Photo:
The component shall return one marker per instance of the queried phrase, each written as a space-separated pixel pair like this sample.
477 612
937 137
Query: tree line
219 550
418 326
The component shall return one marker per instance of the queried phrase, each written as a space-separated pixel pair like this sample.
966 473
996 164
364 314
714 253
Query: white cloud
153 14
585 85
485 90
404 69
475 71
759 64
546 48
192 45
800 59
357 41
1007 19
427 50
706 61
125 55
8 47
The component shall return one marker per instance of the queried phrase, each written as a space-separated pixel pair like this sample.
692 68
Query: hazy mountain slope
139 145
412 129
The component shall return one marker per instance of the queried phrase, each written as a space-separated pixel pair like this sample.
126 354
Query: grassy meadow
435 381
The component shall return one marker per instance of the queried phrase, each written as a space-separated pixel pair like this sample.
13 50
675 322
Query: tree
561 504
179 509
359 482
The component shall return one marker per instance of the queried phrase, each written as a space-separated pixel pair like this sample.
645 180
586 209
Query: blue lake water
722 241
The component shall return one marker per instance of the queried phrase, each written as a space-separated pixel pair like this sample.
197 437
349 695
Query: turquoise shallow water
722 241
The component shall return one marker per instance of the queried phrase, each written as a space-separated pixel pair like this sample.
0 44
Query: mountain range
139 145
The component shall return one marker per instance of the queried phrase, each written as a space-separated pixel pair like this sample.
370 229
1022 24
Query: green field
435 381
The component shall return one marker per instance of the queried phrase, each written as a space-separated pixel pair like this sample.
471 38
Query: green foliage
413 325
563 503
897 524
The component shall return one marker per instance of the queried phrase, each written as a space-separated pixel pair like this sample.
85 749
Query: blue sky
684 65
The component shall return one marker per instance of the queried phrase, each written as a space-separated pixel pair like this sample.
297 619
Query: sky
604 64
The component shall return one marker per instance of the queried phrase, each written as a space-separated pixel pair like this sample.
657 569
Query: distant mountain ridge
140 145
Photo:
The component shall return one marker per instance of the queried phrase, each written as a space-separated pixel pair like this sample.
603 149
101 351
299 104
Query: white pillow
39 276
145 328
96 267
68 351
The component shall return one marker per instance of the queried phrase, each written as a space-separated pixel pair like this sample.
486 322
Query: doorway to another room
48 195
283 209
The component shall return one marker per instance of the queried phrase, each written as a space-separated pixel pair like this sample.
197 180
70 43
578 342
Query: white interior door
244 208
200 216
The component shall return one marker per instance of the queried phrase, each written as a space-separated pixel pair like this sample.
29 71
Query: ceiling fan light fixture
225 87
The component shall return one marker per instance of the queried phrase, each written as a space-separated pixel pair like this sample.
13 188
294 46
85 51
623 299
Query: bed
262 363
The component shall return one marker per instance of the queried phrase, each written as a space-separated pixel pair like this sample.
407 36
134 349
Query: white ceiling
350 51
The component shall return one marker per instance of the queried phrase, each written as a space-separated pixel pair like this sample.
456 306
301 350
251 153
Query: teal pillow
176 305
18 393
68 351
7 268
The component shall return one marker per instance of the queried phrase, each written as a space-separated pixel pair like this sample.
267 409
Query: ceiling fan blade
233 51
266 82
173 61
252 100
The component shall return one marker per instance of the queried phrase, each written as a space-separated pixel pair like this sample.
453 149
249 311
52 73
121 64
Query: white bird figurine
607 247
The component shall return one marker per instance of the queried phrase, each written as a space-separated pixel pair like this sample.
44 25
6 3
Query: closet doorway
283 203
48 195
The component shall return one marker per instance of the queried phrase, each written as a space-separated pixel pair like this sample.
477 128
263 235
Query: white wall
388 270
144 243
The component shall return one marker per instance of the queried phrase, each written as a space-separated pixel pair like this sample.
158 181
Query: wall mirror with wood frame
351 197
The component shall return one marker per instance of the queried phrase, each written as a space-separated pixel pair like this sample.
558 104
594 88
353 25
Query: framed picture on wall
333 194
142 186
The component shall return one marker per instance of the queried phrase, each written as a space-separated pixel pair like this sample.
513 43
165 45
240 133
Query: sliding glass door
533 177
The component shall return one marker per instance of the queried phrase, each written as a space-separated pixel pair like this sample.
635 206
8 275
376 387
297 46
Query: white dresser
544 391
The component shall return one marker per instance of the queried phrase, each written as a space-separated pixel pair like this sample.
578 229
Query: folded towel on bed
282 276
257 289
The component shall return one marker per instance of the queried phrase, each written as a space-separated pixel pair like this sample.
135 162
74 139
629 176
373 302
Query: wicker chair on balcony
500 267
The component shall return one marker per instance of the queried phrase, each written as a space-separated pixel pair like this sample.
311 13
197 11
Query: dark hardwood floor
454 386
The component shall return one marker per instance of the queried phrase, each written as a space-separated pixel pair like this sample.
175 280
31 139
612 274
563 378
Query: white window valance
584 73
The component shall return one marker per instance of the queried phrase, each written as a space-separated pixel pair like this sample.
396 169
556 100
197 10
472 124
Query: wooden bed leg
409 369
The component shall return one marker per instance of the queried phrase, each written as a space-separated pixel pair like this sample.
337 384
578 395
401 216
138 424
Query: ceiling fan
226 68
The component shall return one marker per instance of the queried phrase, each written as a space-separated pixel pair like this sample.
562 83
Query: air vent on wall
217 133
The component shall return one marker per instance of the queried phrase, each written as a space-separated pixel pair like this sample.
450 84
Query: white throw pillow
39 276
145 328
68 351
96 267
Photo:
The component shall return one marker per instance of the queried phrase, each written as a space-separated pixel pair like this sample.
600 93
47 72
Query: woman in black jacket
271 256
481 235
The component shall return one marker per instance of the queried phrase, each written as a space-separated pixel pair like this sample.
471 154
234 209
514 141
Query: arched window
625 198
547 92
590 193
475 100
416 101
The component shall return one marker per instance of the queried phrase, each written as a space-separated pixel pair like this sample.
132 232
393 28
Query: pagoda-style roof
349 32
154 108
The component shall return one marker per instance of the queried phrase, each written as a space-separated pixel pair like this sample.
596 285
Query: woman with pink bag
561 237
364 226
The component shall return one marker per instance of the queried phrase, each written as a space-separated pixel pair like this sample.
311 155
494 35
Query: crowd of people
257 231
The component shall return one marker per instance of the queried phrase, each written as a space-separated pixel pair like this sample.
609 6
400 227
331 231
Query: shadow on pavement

Task details: Every line of the data above should be reproduced word for word.

Finished task:
Photo:
The component shall return one marker per instance of the queried phrase, each written as a space-separated pixel pair like this sample.
477 612
937 137
Query: tree line
219 550
418 326
The component shall return one marker per instance of the queried phrase, each written as a space-separated pixel pair like this sample.
966 473
996 164
364 314
714 253
Query: white cloud
153 14
585 85
485 90
404 69
475 71
759 64
546 48
192 45
800 59
357 41
1007 19
427 50
706 61
125 55
8 47
The component shall return one marker per instance of the queried phrase, each written as a space-separated pixel pair like this sample.
692 68
Query: hazy mountain slope
139 145
412 129
The component shall return one marker per instance of the queried phrase, each written as a space-separated pixel pair like this sample.
126 354
Query: grassy meadow
435 381
The component shall return one marker per instance of the queried phrase, each written as a space-separated pixel pair like this sample.
13 50
675 322
Query: tree
561 504
179 509
359 482
The component shall return one marker per instance of the queried phrase, each written as a space-separated pixel pair like this sample.
645 180
586 209
Query: blue lake water
722 241
The component shall return one marker per instance of the queried phrase, each written as a space-separated pixel pair like this sample.
197 437
349 695
Query: turquoise shallow water
722 241
The component shall return one marker per instance of the queried phrase, each written as a space-separated pixel pair like this sample.
0 44
Query: mountain range
139 145
The component shall return one marker per instance of the queried phrase, each written as a space-separated pixel pair like this sample.
370 229
1022 24
Query: green field
435 381
The component shall return one marker per instance of the queried phrase, each written as a space-separated pixel pair like this sample.
471 38
Query: green foliage
413 325
563 503
897 524
The component shall return one marker per instance of the queried phrase, each written as a space-separated pixel pair like this sample.
85 749
Query: blue sky
684 65
The component shall return one marker per instance of the queried phrase, each written as a space-separated pixel pair like this sample.
297 619
Query: sky
604 64
The component shall return one marker per instance of the queried phrase, each written as a space-separated pixel pair like this sample.
657 569
Query: distant mountain ridge
140 145
Photo:
The component shall return one marker per instance of the queried phrase, each written as a space-separated pixel pair like this sample.
603 149
101 351
299 104
Query: white pillow
39 276
145 328
96 267
68 351
The component shall return one marker per instance of the queried phrase, each written as a space-separated pixel pair like this sample.
486 322
Query: doorway to another room
48 195
283 209
The component shall return one marker per instance of the queried phrase, each written as a space-separated pixel pair like this sample.
197 180
70 43
578 342
Query: white interior door
244 208
200 216
The component shall return one marker per instance of the queried phrase, each written as a space-separated pixel pair like this sample.
29 71
Query: ceiling fan light fixture
225 87
The component shall return one marker per instance of the queried phrase, each written as a space-separated pixel pair like this sample.
13 188
294 46
85 51
623 299
Query: bed
262 363
The component shall return one marker per instance of the queried phrase, each written as a space-separated pixel pair like this sample.
407 36
134 349
Query: white ceiling
350 51
The component shall return one marker per instance of the queried phrase, each written as a space-separated pixel pair like this sample.
456 306
301 350
251 153
Query: teal pillow
176 305
18 393
68 351
7 268
The component shall return one marker per instance of the queried phrase, each written as a space-separated pixel pair like this sample.
267 409
Query: ceiling fan blade
233 51
266 82
173 61
252 100
The component shall return one marker per instance of the queried phrase, each written as a space-separated pixel pair like this sample.
453 149
249 311
52 73
121 64
Query: white bird figurine
607 247
The component shall return one marker per instance of the queried phrase, each written as a space-separated pixel pair like this sample.
44 25
6 3
Query: closet doorway
283 203
48 195
The component shall return one marker per instance of the queried phrase, each written as a space-separated pixel pair like this sample.
477 128
263 235
Query: white wall
388 270
144 243
The component shall return one marker per instance of the queried phrase, each written as a space-separated pixel pair like this sample.
158 181
Query: wall mirror with wood frame
351 197
The component shall return one marker per instance of the queried phrase, each written as a space-separated pixel pair like this sample.
558 104
594 88
353 25
Query: framed picture on wall
333 194
142 186
The component shall return one marker per instance of the queried phrase, each written as a space-separated pixel pair like this sample.
513 43
165 45
240 133
Query: sliding glass door
533 177
The component shall return one marker per instance of the queried phrase, each written as a space-separated pixel pair like this sample.
635 206
8 275
376 387
297 46
Query: white dresser
544 391
The component shall return one marker per instance of the queried phrase, each written as a space-separated pixel pair like this sample.
578 229
Query: folded towel on bed
282 276
257 289
The component shall return one marker per instance of the queried phrase, each written as a space-separated pixel pair like this sample.
135 162
74 139
629 176
373 302
Query: wicker chair on balcony
500 267
The component shall return one marker per instance of the queried phrase, each written as a space-separated pixel pair like this sample.
311 13
197 11
Query: dark hardwood floor
454 386
The component shall return one marker per instance of the queried phrase, each written as a space-separated pixel pair like this sample.
175 280
31 139
612 274
563 378
Query: white window valance
584 73
The component shall return one marker per instance of the queried phrase, each written as a space-separated pixel pair like this sample.
396 169
556 100
197 10
472 124
Query: wooden bed leg
409 369
The component shall return one marker per instance of the queried phrase, each written as a space-separated pixel pair like this sample.
337 384
578 395
401 216
138 424
Query: ceiling fan
226 68
The component shall return one marker per instance of the queried phrase, each written as a space-separated pixel pair like this sample.
562 83
Query: air vent on wall
217 133
The component shall return one marker per instance of the queried phrase, each written as a space-separated pixel pair like this sample.
450 84
Query: white throw pillow
39 276
145 328
68 351
96 267
Photo:
The component shall return one marker per instance of the queried phrase, each written as a space-separated pixel pair like this sample.
600 93
47 72
Query: woman in black jacket
271 256
481 235
The component shall return one marker per instance of the queried phrase, each written as a space-separated pixel pair like this sample.
471 154
234 209
514 141
Query: arched window
625 198
547 92
590 193
475 100
416 101
The component shall return one marker per instance of the queried phrase, each written as a space-separated pixel pair like this sample.
132 232
393 28
Query: pagoda-style roof
349 32
154 108
The component shall return one marker per instance of the queried phrase, each written as a space-separated pixel pair like this sample.
596 285
Query: woman with pink bag
561 237
364 226
The component shall return one marker per instance of the queried phrase, each written as a space-separated pixel pair like this sample.
311 155
494 35
Query: crowd of people
257 231
The component shall return one marker per instance of the queried phrase, each written as a space-separated pixel pair like this sample.
609 6
400 227
331 231
Query: shadow on pavement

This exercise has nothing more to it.